## [Okuma metni]
Üstadın sigortaları atmış iyice. “Üstadım” dedim böyle böyle. “Kusura bakmayın. Ben şey yaptım” falan. Neyse makalesini aldım telefondan.

 

Fakat şimdiki gibi kolay değildi o zaman telefon etmek. Şimdi anlattığım zaman insanlara çok gülünç geliyor. O zaman postaneyi arıyorsunuz. Numaranızı veriyorsunuz. “Ben İstanbul’u arayacağım” veya “Denizli’yi arayacağım”. O, sizi kaydediyor. Bir saat sonra, iki saat sonra… Telefonun başına çakılı kalıyorsun. Çünkü arada çaldı. Orada yakaladın, yakaladın. Yakalamazsan, bir daha size 3 saat sonra sıra gelir. Yani, böyle bir süreçten geliyor Türkiye.

 

Bugün şimdi maşallah cep telefonu, teknoloji çok çabuk ilerliyor. Şimdi mecbursun, üstat da orada mutlaka tahmin ediyorum, Denizli’de ağaç oldu. Telefon bekleyecek. Makalesini yazdıracak. Biz de İstanbul’da bekleyeceğiz. Onun makalesini alacağız, falan. Zor bir dönemeçten geçerek geliyoruz bugünlere. Teknolojinin kıymetini bilmek lazım.

 

Üstatla ilgili pek çok anım var ama gelmiyor aklıma bir anda. Düşündükçe, bunları kayıt altına almadım henüz.

 

VEKİLHARÇ

 

Mesela helali hoş olsun, etrafa ısmarladığı bütün çayların parasını ben veriyordum. Ben Üstadın vekilharcıyım yani. “Sabri, söyle 10 tane çay.” Söylüyoruz 10 tane çay ama üstat parayı vermeden bırakıp gidiyor.

 

HAYRAN

 

Mesela bir gün saf Anadolu ruhu taşıyan ziyaretçimiz vardı. Hiçbir art niyeti olmaksızın, son derece doğal olarak “Üstadım, Üç günden beri yazılarınızı okuyorum, Çok, güzel yazılar yazıyorsunuz.” dedi. Üstat döndü geriye, “Niye dört günden beri okumuyorsun?” diye sordu. Çocuk ne diyeceğini bilemeden dondu kaldı öyle.

 

TAKSİ

 

Üstadın üstünde malum pek para barınmazdı. Bir gün Milli Eğitim Müdürlüğü’nün önünde bekliyor Cağaloğlu’nda. Elinde böyle eskiden doktorların 60’lı, 70’li yıllarda böyle Bond çantaları andırır çantası vardı… Garip çantadır onlar. Doktorlar genellikle taşır. Böyle, üstten açılır falan. Tabi üstünde yine para yok. Taksim’e gitmesi gerekiyor. Bir taksi durdurmuş.

## [Veri satırları]
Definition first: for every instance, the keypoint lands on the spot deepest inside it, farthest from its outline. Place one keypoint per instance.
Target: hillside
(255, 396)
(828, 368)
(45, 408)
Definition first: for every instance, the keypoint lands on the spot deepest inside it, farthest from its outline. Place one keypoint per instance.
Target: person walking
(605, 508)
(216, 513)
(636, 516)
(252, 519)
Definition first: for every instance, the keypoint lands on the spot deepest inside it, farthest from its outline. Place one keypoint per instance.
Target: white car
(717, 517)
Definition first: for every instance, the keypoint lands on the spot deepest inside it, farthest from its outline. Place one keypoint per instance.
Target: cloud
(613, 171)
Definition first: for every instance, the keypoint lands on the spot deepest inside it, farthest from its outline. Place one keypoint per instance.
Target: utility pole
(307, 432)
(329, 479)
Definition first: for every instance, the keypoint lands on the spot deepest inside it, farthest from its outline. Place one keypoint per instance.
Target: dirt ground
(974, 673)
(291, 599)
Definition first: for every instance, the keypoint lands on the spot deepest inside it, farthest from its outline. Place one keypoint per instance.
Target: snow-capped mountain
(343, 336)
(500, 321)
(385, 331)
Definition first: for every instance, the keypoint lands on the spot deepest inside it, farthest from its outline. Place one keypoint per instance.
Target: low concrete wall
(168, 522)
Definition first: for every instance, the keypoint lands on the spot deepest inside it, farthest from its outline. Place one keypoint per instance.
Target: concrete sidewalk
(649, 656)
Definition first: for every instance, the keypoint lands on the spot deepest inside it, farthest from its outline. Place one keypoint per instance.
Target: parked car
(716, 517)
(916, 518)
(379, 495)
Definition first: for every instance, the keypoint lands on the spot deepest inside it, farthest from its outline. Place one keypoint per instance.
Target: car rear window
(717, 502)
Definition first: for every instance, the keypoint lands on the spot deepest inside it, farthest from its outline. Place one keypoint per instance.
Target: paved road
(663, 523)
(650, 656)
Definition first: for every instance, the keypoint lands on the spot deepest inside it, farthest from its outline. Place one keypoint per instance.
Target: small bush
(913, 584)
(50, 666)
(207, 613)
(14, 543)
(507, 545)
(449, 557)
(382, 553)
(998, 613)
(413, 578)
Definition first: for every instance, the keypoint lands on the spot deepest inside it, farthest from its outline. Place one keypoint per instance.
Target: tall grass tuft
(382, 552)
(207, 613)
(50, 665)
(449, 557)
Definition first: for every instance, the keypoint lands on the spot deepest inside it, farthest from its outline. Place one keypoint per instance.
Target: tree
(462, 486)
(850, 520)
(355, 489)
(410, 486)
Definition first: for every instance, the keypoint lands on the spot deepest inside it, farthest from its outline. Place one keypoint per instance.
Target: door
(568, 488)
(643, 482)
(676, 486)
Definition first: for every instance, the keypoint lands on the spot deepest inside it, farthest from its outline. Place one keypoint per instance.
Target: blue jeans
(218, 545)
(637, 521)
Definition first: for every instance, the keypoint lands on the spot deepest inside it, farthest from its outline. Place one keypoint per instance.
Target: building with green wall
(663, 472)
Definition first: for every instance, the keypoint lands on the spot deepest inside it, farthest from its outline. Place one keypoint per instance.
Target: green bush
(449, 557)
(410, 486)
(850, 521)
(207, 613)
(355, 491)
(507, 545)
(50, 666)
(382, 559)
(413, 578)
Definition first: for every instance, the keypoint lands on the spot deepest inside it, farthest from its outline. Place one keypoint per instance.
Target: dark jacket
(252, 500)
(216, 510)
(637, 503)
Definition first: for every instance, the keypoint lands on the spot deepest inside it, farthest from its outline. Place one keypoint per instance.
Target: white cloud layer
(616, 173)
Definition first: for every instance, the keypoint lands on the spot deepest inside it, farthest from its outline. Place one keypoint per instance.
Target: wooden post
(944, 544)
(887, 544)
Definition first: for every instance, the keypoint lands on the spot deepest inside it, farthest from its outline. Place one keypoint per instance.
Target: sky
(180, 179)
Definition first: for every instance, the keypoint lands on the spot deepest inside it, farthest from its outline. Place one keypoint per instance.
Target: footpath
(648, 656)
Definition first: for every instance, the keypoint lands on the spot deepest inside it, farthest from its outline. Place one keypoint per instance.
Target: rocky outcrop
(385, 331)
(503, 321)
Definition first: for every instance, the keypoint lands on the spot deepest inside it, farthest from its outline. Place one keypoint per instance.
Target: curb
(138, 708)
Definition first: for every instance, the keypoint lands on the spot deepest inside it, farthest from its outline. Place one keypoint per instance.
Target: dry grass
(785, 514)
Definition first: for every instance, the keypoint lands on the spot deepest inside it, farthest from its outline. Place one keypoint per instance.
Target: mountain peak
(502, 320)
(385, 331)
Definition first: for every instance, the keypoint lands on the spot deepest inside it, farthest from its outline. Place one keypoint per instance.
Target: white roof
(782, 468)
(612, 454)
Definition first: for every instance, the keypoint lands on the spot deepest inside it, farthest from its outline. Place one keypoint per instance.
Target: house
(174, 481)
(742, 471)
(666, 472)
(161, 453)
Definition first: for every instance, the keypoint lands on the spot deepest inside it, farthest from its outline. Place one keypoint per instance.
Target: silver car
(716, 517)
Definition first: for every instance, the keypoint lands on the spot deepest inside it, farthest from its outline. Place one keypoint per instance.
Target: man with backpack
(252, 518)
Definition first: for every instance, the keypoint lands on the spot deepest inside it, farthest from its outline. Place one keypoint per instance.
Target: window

## [Görev yönergeleri]
A. Okuma metnindeki ara başlıkları metindeki sırasıyla yazın.
B. Okuma metninde "Bugün şimdi maşallah" sözlerinin geçtiği yerden başlayıp "vermeden bırakıp gidiyor." sözlerinden sonra duran kısmı, "Zor" yerine "Çetin" koyarak yeniden yazın.

## [Sıralı çıktılar]
A. VEKİLHARÇ, HAYRAN, TAKSİ

B.
Bugün şimdi maşallah cep telefonu, teknoloji çok çabuk ilerliyor. Şimdi mecbursun, üstat da orada mutlaka tahmin ediyorum, Denizli’de ağaç oldu. Telefon bekleyecek. Makalesini yazdıracak. Biz de İstanbul’da bekleyeceğiz. Onun makalesini alacağız, falan. Çetin bir dönemeçten geçerek geliyoruz bugünlere. Teknolojinin kıymetini bilmek lazım.

 

Üstatla ilgili pek çok anım var ama gelmiyor aklıma bir anda. Düşündükçe, bunları kayıt altına almadım henüz.

 

VEKİLHARÇ

 

Mesela helali hoş olsun, etrafa ısmarladığı bütün çayların parasını ben veriyordum. Ben Üstadın vekilharcıyım yani. “Sabri, söyle 10 tane çay.” Söylüyoruz 10 tane çay ama üstat parayı vermeden bırakıp gidiyor.